---------- Exercise text ----------

There has been a lot of criticism surrounding the issue with training data and AIs, specifically how AI companies are accused of using copyrighted data without the consent of the creator. With the startup company Vana, users will be able to initiate their data's use, and they will be compensated for it.
Vana Helps You Sell Your Data for AI
Established back in 2021, the startup was founded by Anna Kazlauskas and Art Abal, who met each other at the MIT Media Lab. Kazlauskas studied computer science and economics at MIT while Abal is a corporate lawyer by training and education and an associate at The Cadmus Group.
The two built a platform where people can collectively store their data such as chats, audio, and photos, and compile them into datasets that can be used as training data for generative AI. "Vana's infrastructure in effect creates a user-owned data treasury," Kazlauskas said.
"It does this by allowing users to aggregate their personal data in a non-custodial way," as mentioned in Tech Crunch, which means that the users who own the data will still have control over it even though AI companies will use them to train LLMs.

---------- Data records ----------

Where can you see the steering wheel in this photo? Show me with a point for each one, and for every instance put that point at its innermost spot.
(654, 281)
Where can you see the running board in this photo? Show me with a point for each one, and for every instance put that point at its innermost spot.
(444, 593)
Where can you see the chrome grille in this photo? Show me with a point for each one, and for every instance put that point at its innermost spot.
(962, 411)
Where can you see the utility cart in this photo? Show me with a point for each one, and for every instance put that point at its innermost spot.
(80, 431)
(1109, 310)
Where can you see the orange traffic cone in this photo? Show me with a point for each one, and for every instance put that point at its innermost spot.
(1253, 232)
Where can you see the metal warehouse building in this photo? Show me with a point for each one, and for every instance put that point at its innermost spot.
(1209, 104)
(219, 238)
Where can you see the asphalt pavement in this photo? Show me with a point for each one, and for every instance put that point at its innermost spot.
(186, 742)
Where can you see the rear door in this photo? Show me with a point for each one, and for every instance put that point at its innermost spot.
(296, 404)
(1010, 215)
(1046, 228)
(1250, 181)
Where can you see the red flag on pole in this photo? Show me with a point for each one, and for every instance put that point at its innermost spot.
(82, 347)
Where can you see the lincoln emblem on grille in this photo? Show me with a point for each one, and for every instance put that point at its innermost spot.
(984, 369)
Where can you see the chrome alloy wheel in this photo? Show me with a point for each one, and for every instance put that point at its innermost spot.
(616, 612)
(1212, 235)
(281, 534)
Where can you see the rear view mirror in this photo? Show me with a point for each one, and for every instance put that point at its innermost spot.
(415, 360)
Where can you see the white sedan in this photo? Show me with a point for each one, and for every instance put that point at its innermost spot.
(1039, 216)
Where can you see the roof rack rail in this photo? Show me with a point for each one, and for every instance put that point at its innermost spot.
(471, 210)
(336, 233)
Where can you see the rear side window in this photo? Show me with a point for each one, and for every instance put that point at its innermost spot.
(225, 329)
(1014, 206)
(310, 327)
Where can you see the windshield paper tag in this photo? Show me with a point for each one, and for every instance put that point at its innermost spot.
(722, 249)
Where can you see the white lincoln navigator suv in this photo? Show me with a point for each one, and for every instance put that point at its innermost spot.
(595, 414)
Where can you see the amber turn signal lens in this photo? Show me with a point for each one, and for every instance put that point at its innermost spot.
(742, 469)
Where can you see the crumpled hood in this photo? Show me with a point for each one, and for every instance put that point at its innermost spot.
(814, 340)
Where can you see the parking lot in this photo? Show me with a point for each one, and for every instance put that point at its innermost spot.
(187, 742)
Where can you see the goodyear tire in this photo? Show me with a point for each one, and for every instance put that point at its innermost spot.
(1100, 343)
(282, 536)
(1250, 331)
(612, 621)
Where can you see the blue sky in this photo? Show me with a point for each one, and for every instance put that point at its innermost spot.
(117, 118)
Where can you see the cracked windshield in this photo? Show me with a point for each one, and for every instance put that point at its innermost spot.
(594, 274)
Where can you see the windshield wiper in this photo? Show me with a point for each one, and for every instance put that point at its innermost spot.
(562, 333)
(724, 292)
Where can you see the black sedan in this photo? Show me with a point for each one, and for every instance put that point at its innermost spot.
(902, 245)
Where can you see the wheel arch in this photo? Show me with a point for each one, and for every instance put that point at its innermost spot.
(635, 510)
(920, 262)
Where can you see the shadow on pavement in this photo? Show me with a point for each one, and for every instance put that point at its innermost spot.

----------

• **Directions**:
1. In the Vana article, reproduce word for word the passage starting at "There has been" and ending at "The Cadmus Group.".
2. Turn the paragraph of the Vana article that begins "Established back in 2021" into a short bulleted list that keeps its main facts.
3. Decide whether each statement agrees with the Vana article, answering yes or no and quoting the words that settle it: (a) Vana was founded in 2021. (b) Users lose control of their data once AI companies use it. (c) Users will be paid when their data is used.

• **Answers in order**:
1.
There has been a lot of criticism surrounding the issue with training data and AIs, specifically how AI companies are accused of using copyrighted data without the consent of the creator. With the startup company Vana, users will be able to initiate their data's use, and they will be compensated for it.
Vana Helps You Sell Your Data for AI
Established back in 2021, the startup was founded by Anna Kazlauskas and Art Abal, who met each other at the MIT Media Lab. Kazlauskas studied computer science and economics at MIT while Abal is a corporate lawyer by training and education and an associate at The Cadmus Group.

2.
- Founded in 2021 by Anna Kazlauskas and Art Abal
- The founders met at the MIT Media Lab
- Kazlauskas studied computer science and economics at MIT
- Abal is a corporate lawyer by training and education and an associate at The Cadmus Group

3.
(a) Yes: "Established back in 2021"
(b) No: "the users who own the data will still have control over it even though AI companies will use them to train LLMs"
(c) Yes: "they will be compensated for it"